Point localization data:
........

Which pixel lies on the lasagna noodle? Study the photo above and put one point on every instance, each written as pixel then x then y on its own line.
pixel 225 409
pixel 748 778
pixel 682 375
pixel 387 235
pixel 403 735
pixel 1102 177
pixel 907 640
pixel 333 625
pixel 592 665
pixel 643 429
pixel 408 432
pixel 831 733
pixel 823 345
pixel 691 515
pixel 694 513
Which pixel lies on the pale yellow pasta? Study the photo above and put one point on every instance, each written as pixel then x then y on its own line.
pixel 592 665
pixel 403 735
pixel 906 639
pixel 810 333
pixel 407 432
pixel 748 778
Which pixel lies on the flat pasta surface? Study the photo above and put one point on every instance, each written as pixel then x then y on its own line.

........

Task prompt:
Every entry above must appear again in the reply, exactly as it stands.

Completed task:
Which pixel lies on the lasagna noodle? Study the photo above and put one point on every instance, each written as pixel then x then y on its own line.
pixel 225 409
pixel 748 778
pixel 682 375
pixel 387 235
pixel 403 735
pixel 1102 177
pixel 907 640
pixel 333 625
pixel 592 665
pixel 643 429
pixel 408 432
pixel 831 733
pixel 823 345
pixel 691 515
pixel 694 513
Which pixel lies on the pale yellow pasta? Study the photo above and put one point on every instance, each written as pixel then x then y on its own line.
pixel 592 665
pixel 403 735
pixel 906 639
pixel 810 333
pixel 407 432
pixel 748 778
Which pixel lies on the flat pasta surface? Study the photo above and put one point on every instance, each written as pixel then x then y on its own line.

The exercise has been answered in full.